* _WHAT IS BEING ASKED_:
Filter the records below, keeping only lines with the string "that".

===== PROVIDED RECORDS

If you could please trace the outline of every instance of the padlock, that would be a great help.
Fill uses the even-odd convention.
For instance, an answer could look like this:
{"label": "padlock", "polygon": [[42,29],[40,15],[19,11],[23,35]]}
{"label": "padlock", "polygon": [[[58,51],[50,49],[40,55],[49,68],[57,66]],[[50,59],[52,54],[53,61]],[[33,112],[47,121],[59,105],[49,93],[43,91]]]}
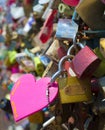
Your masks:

==========
===== PROVIDED RECORDS

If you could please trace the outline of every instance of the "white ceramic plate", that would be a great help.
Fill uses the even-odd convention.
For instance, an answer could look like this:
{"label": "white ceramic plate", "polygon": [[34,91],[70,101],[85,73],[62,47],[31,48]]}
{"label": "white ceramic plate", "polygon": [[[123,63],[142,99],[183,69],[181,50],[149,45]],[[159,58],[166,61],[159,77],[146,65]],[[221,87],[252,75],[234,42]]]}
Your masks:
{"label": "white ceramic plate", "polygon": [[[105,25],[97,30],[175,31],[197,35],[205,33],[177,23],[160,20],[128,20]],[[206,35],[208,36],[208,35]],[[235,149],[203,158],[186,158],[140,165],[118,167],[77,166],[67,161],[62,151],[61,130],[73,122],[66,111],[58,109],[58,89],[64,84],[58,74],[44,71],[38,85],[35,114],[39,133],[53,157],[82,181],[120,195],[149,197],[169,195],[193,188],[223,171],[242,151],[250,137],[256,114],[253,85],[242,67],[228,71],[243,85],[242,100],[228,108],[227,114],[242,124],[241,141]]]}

==========

* _ANSWER FOR THE TASK_:
If you could please trace the outline of every instance of the padlock, that would be a great help.
If you could please trace the outline of every instance of the "white ceramic plate", that would be a great help.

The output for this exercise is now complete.